EXCERPT PROVIDED:
↓
One-click deployments - new releases should be packaged so they can be installed easily. You can combine this with automatic deployment using something like Puppet. At that point, deployment should be simple enough that you can leave it to a less-technical colleague. One benefit of this approach is that it avoids deployment mistakes. The developer can test the full deployment in pre-production.

Log correlation - have your servers log to a central log correlation server, using something like Splunk. You can give your development team read-only access to this without violating separation of duties. You can also do centralised monitoring of CPU, memory, disk, etc. Ideally you will have enough automated analysis of logs that a less-technical colleague can judge whether things are ok or not.

Automate as much as you can. Routine maintenance should be scripted and scheduled. You may also want to script certain responses to problems, such as restarting an app server.

Emergency access - sometimes your app will break in a way that you need a developer to login to live to fix it. This is acceptable even with separation of duties. You probably want a process that looks like: "ops guy identifies fault, requests assistance" "manager approves emergency access" "ops guy issues developer a temporary password".

If you do all that, you can use your two less-technical colleagues as your ops staff. Your bus factor (nice term BTW) is not seriously affected because you've de-skilled the ops role.

Are you're running your app on premises, or in the cloud? It will be easier for you to comply with this requirement using a platform-as-a-service cloud.
↑
GIVEN MATERIAL:
↓
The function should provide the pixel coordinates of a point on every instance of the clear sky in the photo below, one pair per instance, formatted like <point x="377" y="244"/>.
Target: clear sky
↑
INSTRUCTIONS FOR THE TASK: Copy out the part of the text on deployment and operations that opens with "Log correlation - have" and closes with "an app server.", swapping "Splunk" for "Graylog". Work only from the text on deployment and operations.

OUTPUT:
Log correlation - have your servers log to a central log correlation server, using something like Graylog. You can give your development team read-only access to this without violating separation of duties. You can also do centralised monitoring of CPU, memory, disk, etc. Ideally you will have enough automated analysis of logs that a less-technical colleague can judge whether things are ok or not.

Automate as much as you can. Routine maintenance should be scripted and scheduled. You may also want to script certain responses to problems, such as restarting an app server.